* _Written request_: Copy the lines of every item, switching "Flag" to "Outline" and leaving everything else unchanged.

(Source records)
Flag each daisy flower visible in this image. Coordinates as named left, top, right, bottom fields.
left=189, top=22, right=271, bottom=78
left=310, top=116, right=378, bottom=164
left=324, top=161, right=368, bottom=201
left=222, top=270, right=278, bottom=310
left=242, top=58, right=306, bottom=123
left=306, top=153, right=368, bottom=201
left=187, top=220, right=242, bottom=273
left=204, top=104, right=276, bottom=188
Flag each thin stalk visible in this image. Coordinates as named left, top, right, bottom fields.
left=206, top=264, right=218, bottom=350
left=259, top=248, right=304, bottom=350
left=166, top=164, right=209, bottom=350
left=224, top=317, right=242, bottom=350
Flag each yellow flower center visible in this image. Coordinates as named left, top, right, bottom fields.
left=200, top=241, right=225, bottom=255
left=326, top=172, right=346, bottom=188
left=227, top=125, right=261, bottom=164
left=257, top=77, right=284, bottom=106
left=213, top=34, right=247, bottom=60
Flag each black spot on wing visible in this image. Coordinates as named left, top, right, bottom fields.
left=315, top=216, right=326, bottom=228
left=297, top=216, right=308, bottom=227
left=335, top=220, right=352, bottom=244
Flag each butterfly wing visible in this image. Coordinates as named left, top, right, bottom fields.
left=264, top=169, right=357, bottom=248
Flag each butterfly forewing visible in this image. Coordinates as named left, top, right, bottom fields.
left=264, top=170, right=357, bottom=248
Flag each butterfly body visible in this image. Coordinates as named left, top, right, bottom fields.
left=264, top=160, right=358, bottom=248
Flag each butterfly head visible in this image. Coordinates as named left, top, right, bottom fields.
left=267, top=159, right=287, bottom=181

* _Written answer_:
Outline each daisy flower visible in this image. Coordinates as named left, top, right, bottom fields.
left=189, top=22, right=271, bottom=78
left=310, top=116, right=378, bottom=164
left=324, top=161, right=368, bottom=201
left=222, top=270, right=278, bottom=310
left=242, top=58, right=306, bottom=123
left=306, top=153, right=368, bottom=201
left=187, top=220, right=242, bottom=273
left=204, top=104, right=276, bottom=188
Outline each thin stalk visible in this image. Coordinates as named left, top, right, bottom fields.
left=206, top=264, right=218, bottom=350
left=259, top=248, right=304, bottom=350
left=166, top=164, right=209, bottom=350
left=224, top=317, right=242, bottom=350
Outline each yellow flower center visible in this image. Coordinates as named left, top, right, bottom fields.
left=200, top=241, right=225, bottom=255
left=326, top=172, right=346, bottom=188
left=227, top=125, right=261, bottom=164
left=257, top=77, right=284, bottom=106
left=213, top=34, right=247, bottom=60
Outline each black spot on wing visible in this image. Coordinates as named left, top, right, bottom fields.
left=315, top=216, right=326, bottom=228
left=297, top=216, right=308, bottom=227
left=335, top=220, right=352, bottom=244
Outline each butterfly wing visible in this image. Coordinates as named left, top, right, bottom fields.
left=264, top=169, right=357, bottom=248
Outline each butterfly forewing visible in this image. Coordinates as named left, top, right, bottom fields.
left=264, top=170, right=357, bottom=248
Outline each butterfly body visible in this image. Coordinates as named left, top, right, bottom fields.
left=264, top=160, right=358, bottom=248
Outline each butterfly head visible in this image. Coordinates as named left, top, right, bottom fields.
left=267, top=159, right=287, bottom=181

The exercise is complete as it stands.